● **YOUR TASK**
Every entry has to be output exactly, with none skipped.

● **MATERIAL SUPPLIED**
______

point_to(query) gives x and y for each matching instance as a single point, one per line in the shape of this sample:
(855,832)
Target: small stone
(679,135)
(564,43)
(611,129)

______

● **TASK SOLUTION**
point_to(query) gives x and y for each matching instance as a single point, one per line in the shape of this sample:
(855,832)
Target: small stone
(679,135)
(564,43)
(611,129)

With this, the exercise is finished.